▶ **PROBLEM STATEMENT**: Using the listing below, print exactly everything from the line with "Target: off-road tire" down to the line with "Place a marker on every instance of the fog", both included, and nothing more.

▶ **TASK INPUT**:
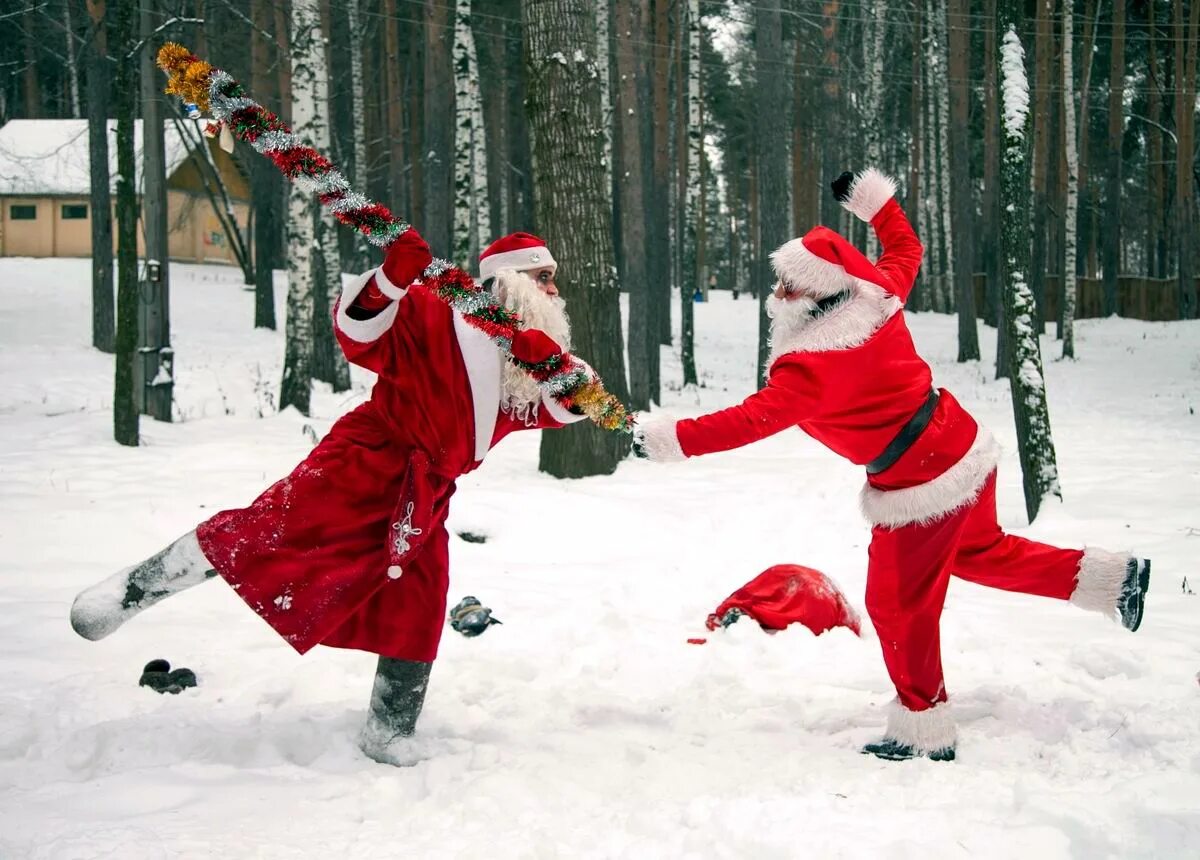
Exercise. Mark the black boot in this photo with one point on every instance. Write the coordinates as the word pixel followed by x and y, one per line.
pixel 396 702
pixel 1132 600
pixel 894 751
pixel 106 606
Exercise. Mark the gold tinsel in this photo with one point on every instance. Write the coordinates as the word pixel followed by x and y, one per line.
pixel 187 76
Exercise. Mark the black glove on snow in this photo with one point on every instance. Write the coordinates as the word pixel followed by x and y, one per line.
pixel 841 186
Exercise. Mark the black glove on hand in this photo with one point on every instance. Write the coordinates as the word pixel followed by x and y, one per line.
pixel 841 186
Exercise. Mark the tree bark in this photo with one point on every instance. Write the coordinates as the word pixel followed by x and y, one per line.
pixel 103 310
pixel 1043 50
pixel 963 200
pixel 772 155
pixel 1186 47
pixel 1026 380
pixel 438 128
pixel 569 197
pixel 643 342
pixel 1111 244
pixel 125 90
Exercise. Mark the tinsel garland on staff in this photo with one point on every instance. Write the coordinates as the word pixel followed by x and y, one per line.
pixel 205 89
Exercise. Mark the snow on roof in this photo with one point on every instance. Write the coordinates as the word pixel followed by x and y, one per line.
pixel 52 157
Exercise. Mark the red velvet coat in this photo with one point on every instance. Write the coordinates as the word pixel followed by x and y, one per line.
pixel 851 379
pixel 351 549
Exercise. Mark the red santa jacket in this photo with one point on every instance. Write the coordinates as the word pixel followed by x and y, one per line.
pixel 851 378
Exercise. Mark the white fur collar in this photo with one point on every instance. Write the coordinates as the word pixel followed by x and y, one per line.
pixel 793 329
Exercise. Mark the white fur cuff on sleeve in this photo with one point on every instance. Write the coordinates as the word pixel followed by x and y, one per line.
pixel 660 440
pixel 870 191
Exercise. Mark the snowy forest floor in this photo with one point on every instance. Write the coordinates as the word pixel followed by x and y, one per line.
pixel 586 726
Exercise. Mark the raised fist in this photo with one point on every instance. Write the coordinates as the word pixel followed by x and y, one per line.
pixel 841 186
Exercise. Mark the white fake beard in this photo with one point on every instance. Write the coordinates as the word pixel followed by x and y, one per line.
pixel 520 394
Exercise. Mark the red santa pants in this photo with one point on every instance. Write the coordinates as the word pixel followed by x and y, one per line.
pixel 911 566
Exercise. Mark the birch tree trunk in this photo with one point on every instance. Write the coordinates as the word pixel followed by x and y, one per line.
pixel 603 67
pixel 945 172
pixel 1111 244
pixel 643 342
pixel 961 198
pixel 873 102
pixel 691 281
pixel 772 156
pixel 1186 47
pixel 103 310
pixel 125 89
pixel 309 50
pixel 1026 382
pixel 298 353
pixel 358 109
pixel 563 107
pixel 1072 217
pixel 1043 85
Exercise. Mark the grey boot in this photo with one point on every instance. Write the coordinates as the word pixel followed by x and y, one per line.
pixel 396 702
pixel 107 605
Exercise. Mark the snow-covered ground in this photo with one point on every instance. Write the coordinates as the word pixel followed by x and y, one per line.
pixel 586 726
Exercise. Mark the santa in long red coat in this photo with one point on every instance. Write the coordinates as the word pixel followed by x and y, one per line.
pixel 351 549
pixel 844 370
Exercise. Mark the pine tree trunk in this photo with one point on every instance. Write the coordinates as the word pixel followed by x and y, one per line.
pixel 265 181
pixel 1111 244
pixel 643 342
pixel 1187 42
pixel 1072 216
pixel 103 310
pixel 358 110
pixel 309 60
pixel 125 90
pixel 438 130
pixel 1026 380
pixel 963 200
pixel 569 196
pixel 772 155
pixel 693 204
pixel 1043 48
pixel 298 371
pixel 658 224
pixel 945 173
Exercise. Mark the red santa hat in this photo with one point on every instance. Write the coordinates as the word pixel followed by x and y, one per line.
pixel 822 263
pixel 519 251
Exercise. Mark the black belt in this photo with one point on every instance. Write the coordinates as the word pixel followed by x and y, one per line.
pixel 906 437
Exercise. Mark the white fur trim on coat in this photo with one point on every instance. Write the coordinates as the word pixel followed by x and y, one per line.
pixel 1099 579
pixel 927 731
pixel 363 330
pixel 793 329
pixel 659 438
pixel 388 288
pixel 925 503
pixel 803 270
pixel 870 190
pixel 522 260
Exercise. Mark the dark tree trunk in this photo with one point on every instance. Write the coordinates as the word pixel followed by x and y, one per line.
pixel 1026 380
pixel 569 196
pixel 438 132
pixel 103 311
pixel 772 154
pixel 1111 244
pixel 630 113
pixel 125 90
pixel 961 200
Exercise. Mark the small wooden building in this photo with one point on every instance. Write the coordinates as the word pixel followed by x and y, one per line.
pixel 45 191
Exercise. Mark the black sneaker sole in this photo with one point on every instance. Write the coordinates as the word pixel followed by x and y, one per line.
pixel 1131 617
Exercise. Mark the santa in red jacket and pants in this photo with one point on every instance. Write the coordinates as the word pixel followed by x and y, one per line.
pixel 351 549
pixel 844 370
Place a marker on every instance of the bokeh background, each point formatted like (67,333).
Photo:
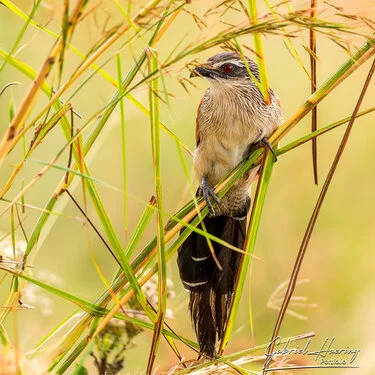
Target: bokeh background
(340,258)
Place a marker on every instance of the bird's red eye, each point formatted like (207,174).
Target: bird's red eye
(228,68)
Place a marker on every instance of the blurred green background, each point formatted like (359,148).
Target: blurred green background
(340,258)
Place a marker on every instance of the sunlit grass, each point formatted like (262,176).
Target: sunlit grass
(35,119)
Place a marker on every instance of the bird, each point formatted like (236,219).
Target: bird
(233,118)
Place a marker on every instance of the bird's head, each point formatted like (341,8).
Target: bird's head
(228,69)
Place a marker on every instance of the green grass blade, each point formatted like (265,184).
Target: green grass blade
(123,141)
(155,143)
(249,245)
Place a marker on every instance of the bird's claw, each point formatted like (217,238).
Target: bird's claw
(208,193)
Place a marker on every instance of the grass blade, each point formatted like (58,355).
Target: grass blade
(314,216)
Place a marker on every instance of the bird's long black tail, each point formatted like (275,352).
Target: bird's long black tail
(211,289)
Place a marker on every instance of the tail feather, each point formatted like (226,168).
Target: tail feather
(211,289)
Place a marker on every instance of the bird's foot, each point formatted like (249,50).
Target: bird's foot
(208,193)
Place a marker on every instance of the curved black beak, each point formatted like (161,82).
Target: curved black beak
(201,71)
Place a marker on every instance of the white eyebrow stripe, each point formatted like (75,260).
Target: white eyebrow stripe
(192,285)
(240,64)
(199,259)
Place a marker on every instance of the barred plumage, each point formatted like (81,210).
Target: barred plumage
(231,118)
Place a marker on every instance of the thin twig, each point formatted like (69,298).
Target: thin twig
(314,216)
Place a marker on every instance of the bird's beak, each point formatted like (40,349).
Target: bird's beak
(202,71)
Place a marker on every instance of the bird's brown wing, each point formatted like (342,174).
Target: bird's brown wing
(197,133)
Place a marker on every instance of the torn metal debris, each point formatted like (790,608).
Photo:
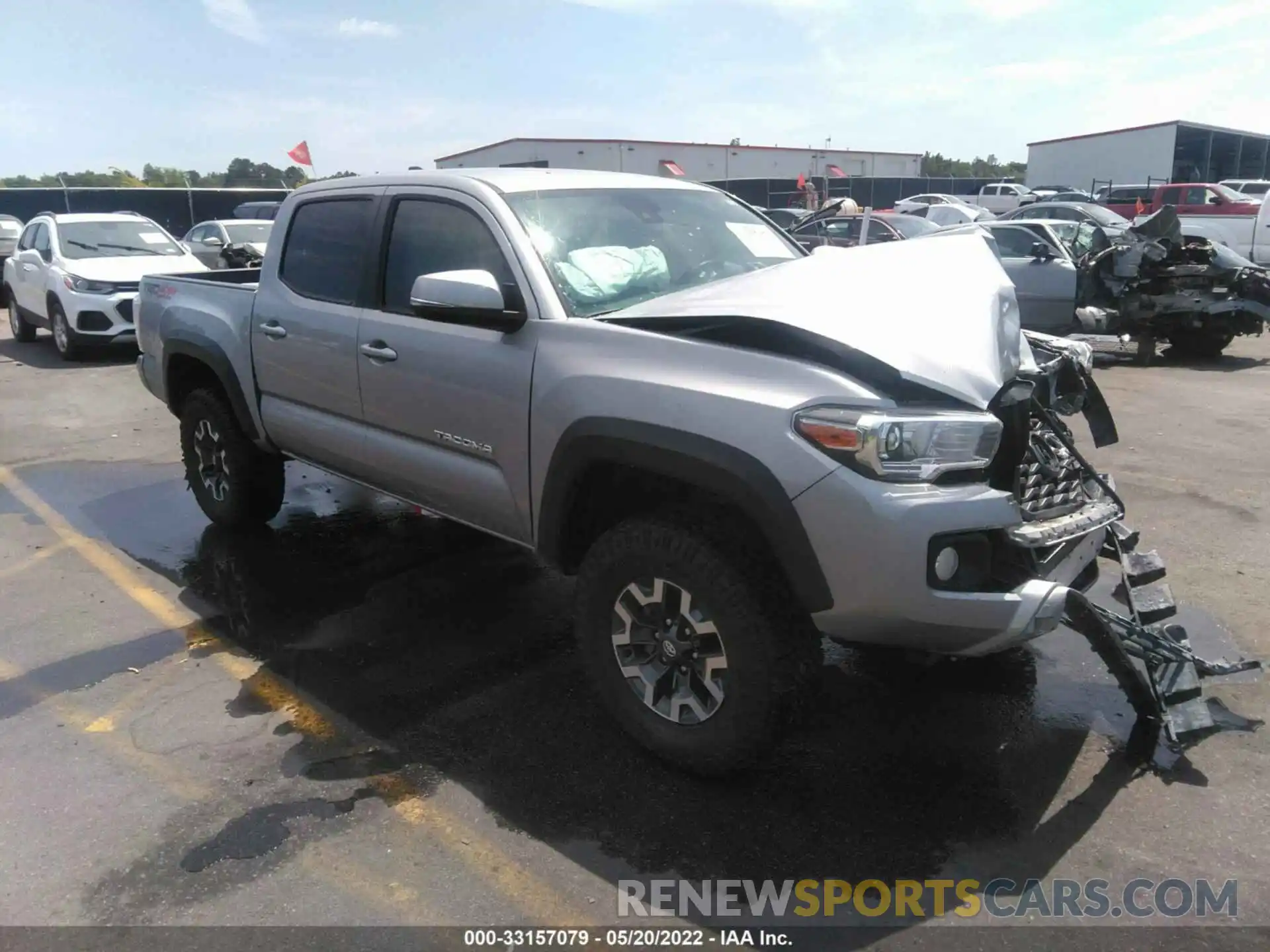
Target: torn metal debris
(1154,284)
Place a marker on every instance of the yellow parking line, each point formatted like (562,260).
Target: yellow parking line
(535,896)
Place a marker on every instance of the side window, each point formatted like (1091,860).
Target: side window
(431,237)
(879,231)
(1015,243)
(325,249)
(41,243)
(843,229)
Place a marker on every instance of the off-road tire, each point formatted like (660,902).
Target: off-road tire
(23,331)
(773,648)
(254,481)
(64,337)
(1199,344)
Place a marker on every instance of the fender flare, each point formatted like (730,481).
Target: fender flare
(212,354)
(723,470)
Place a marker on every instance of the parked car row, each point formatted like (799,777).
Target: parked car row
(78,274)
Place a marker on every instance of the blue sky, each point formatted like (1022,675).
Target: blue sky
(378,85)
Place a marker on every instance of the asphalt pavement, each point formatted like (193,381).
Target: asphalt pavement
(367,716)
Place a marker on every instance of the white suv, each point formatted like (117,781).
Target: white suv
(78,276)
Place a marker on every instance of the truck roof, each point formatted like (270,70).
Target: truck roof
(509,180)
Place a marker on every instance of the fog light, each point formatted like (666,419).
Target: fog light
(947,564)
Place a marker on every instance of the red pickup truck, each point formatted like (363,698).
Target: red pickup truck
(1188,198)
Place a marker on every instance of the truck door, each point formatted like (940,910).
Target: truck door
(304,331)
(447,405)
(1046,287)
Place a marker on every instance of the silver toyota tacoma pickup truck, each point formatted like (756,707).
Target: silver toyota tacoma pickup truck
(734,444)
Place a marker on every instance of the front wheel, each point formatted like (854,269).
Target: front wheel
(1203,343)
(23,331)
(695,654)
(235,483)
(64,338)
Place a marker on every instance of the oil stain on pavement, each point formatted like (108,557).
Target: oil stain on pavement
(263,829)
(454,651)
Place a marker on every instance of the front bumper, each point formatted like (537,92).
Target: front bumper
(874,539)
(102,319)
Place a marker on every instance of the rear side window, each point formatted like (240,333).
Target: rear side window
(325,249)
(431,237)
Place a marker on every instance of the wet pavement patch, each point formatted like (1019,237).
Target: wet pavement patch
(367,763)
(263,829)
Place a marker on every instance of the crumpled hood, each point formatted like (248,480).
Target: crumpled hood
(132,267)
(943,314)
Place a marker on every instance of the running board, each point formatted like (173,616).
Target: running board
(1150,656)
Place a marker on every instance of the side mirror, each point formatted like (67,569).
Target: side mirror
(472,298)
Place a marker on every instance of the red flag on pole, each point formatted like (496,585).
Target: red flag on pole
(300,155)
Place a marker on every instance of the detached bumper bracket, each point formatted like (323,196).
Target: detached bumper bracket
(1150,658)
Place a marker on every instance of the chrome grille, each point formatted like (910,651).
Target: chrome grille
(1049,481)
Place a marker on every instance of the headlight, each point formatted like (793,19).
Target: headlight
(902,446)
(88,287)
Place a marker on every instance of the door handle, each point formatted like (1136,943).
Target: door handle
(379,350)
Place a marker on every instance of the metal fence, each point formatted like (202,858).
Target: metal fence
(175,208)
(875,192)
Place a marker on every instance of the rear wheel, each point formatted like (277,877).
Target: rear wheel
(235,483)
(698,655)
(23,331)
(1201,343)
(64,338)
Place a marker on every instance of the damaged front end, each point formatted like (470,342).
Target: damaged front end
(1066,503)
(1156,284)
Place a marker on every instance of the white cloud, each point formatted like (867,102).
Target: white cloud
(1173,28)
(353,27)
(1007,9)
(234,17)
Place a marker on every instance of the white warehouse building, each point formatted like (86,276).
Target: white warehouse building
(1165,151)
(701,161)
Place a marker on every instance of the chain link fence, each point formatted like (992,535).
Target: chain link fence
(175,208)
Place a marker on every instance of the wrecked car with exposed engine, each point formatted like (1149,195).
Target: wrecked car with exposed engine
(1155,282)
(661,393)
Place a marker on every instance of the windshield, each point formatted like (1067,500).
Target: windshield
(114,239)
(1104,216)
(1230,194)
(607,249)
(911,225)
(248,231)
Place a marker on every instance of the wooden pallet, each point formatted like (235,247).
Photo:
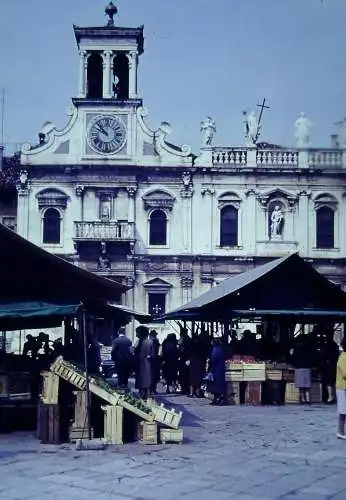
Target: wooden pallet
(50,388)
(48,423)
(147,432)
(169,418)
(113,424)
(171,436)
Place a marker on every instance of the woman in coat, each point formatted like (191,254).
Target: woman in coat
(217,370)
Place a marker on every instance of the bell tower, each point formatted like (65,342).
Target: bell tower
(108,62)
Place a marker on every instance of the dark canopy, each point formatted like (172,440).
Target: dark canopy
(288,283)
(27,273)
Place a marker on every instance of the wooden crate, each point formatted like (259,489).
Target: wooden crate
(48,423)
(169,418)
(235,375)
(50,388)
(76,433)
(254,372)
(273,374)
(113,424)
(147,432)
(171,436)
(233,392)
(292,393)
(253,393)
(4,384)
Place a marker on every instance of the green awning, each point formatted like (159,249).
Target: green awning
(26,315)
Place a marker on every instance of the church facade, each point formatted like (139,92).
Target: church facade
(115,197)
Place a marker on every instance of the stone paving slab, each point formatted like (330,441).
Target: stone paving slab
(243,453)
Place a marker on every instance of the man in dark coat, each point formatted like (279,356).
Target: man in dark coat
(122,355)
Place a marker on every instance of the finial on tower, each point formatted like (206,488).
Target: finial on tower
(110,11)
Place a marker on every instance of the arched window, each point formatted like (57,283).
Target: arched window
(229,226)
(51,226)
(325,227)
(95,76)
(158,228)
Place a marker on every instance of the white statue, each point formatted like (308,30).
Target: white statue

▶ **TASK RESPONSE**:
Target: off-road tire
(23,331)
(773,648)
(254,481)
(64,337)
(1199,344)
Place a marker on every instance of the fender flare, each point formatted like (730,481).
Target: fender flare
(212,354)
(723,470)
Place a marker on every instance of the parked car row, each point formatted like (799,777).
Target: parked car row
(78,274)
Place a marker on every instance of the blue sky, each point formatted like (1022,675).
Target: blue sky
(378,85)
Place a marker on every instance of the asphalt pavement, each point formatted like (193,381).
Target: asphalt pavement
(367,716)
Place a marker on every instance of the white suv, each point formatted like (117,781).
Target: white suv
(78,276)
Place a marker on every instance of the truck roof, each point formatted like (270,70).
Target: truck roof
(509,180)
Place a marker on every instance of the fog light, each point formatted like (666,419).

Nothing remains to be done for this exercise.